> _TASK DETAILS_
Could you print each of the items below word for word, changing nothing?

=-=-=-=-=

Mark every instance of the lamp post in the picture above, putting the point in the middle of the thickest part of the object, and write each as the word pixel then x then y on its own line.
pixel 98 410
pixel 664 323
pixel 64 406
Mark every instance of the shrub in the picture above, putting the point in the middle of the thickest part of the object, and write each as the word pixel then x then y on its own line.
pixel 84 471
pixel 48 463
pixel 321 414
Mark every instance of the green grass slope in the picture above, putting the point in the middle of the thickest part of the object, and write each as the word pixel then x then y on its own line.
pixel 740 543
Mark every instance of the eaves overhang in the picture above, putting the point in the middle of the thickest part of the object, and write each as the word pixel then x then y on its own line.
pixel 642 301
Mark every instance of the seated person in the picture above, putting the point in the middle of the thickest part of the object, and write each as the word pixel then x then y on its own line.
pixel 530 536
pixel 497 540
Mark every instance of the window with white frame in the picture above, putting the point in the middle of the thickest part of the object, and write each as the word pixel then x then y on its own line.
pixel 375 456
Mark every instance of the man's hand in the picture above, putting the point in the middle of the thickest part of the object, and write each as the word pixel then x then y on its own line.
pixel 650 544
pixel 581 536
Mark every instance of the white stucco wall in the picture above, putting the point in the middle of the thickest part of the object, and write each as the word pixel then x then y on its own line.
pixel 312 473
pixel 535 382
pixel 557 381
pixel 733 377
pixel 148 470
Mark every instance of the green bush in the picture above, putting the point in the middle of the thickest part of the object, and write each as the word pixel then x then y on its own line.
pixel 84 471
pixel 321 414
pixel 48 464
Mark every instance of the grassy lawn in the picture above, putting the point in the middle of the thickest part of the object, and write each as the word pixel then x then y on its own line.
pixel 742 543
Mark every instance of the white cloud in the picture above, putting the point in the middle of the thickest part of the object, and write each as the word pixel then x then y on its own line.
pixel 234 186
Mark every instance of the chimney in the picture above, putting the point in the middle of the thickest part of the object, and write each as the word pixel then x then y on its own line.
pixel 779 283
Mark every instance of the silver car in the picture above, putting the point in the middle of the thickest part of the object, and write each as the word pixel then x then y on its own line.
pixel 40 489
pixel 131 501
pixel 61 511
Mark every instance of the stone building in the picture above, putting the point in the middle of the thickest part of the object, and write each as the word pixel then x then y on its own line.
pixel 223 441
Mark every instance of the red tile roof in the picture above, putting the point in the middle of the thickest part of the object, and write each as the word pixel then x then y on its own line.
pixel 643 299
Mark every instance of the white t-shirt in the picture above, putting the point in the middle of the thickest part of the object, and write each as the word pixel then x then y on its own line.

=-=-=-=-=

> _SOLVED PROBLEM_
Mark every instance of the lamp post in the picture above, putting the point in the middle of the thickest part of the object, and write each as the word pixel then x then y on its own line.
pixel 98 410
pixel 664 323
pixel 64 406
Mark every instance of the shrub in the picture above, putting the point in the middle of the thickest part of the object, and write each as the word pixel then x then y on its own line.
pixel 84 471
pixel 48 463
pixel 321 414
Mark every instance of the green grass slope in the picture above, putting the point in the middle of the thickest part of the object, and write each as the word pixel then x then y on its own line.
pixel 740 543
Mark every instance of the eaves overhang in the picture above, putting the point in the middle of the thickest part of the object, and write each as the word pixel then x then y on its own line.
pixel 642 301
Mark every instance of the seated person in the picture above, putting the point in the middle of the thickest part of the object, and write each as the word pixel then x then y on its own line.
pixel 530 536
pixel 497 540
Mark every instance of the window with white frame in the picture above, putting the point in the middle of the thickest part of the object, and write each as the word pixel then x then y on its own line.
pixel 375 456
Mark every instance of the man's hand in the picture above, putting the point in the middle of the thickest part of the object, and write each as the word pixel then x then y on its own line.
pixel 650 544
pixel 581 536
Mark every instance of the white stucco wall in the picture above, putting the point in the middle of the thickest part of the object, and write each as the word pixel then x then y on its own line.
pixel 312 473
pixel 535 382
pixel 557 381
pixel 733 377
pixel 148 470
Mark every instance of the green bush in the picture above, putting the point in the middle of the thickest part of the object, and write each as the word pixel then x then y on its own line.
pixel 84 471
pixel 321 414
pixel 48 464
Mark every instance of the grassy lawn in the picture above, putting the point in the middle of the thickest part of the object, and write each as the word pixel then x then y on its own line.
pixel 742 543
Mark every instance of the white cloud in the picture above, putting the point in the middle of the thickest part of the object, and write each as the word pixel then x then y on its own line.
pixel 234 186
Mark every instance of the chimney in the picture above, putting the point in the middle of the thickest part of the object, and write each as the word pixel then x then y on its own line.
pixel 779 283
Mark every instance of the silver car in the picture above, putting the point in the middle of the thickest part of the object, and write each as the word pixel then x then y on its own line.
pixel 40 489
pixel 131 501
pixel 61 511
Mark every instance of the stone building in the picture above, putting the point in the middle of the thickest part of the object, and write each as the word pixel then x then y on its own line.
pixel 223 441
Mark every instance of the red tile roof in the picture above, putting the point in the middle of the thickest part of the object, and write each as the word pixel then x then y on its own line.
pixel 643 299
Mark every instance of the white t-shirt in the picture above, putting the point in the middle of the thickest part of the object, and write each as the word pixel then x then y on its own line.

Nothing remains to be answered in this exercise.